● **Trecho**:
- - - - -

A imprevisibilidade de que a garantia oferecida ao agente colaborador será efetivamente aplicada pelo Estado esvazia o instituto do acordo de leniência
Nas últimas semanas, ganhou destaque nacional a discussão acerca da amplitude dos efeitos dos acordos de leniência celebrados por empresas com o Ministério Público Federal. Se durante muito tempo os noticiários se ocupavam do processo de negociação desses acordos por grandes empresas nacionais, agora, com a estabilização dos pactos, os seus efeitos e abrangência parecem querer figurar como pontos de polêmica. Essas polêmicas, no entanto, devem ser afastadas, pois, levando-se a legislação e a Constituição Federal a sério, não há margem para interpretações que queiram enfraquecer o instituto.
O acordo de leniência é internacionalmente reconhecido como meio de combate à corrupção e às organizações criminosas. Sem ele, a tarefa de se desmantelar organizações institucionalizadas seria muito mais árdua e, talvez, inalcançável. O pacto é um instrumento consensual, em que ambas as partes — de um lado, o Estado, e, de outro, o agente privado — devem oferecer elementos que tornem a celebração do acordo atrativa.

- - - - -

● **Dados fornecidos**:

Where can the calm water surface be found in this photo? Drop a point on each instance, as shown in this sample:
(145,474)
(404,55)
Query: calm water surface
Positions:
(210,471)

- - - - -

● **O que fazer**:
Responda a estas perguntas com base no texto sobre acordos de leniência:
1. Com que órgão as empresas fecharam os acordos de leniência citados?
2. Como o acordo de leniência é reconhecido internacionalmente?
3. Quais são as duas partes do pacto?

● **Tarefa resolvida**:
1. Com o Ministério Público Federal.
2. Como meio de combate à corrupção e às organizações criminosas.
3. O Estado e o agente privado.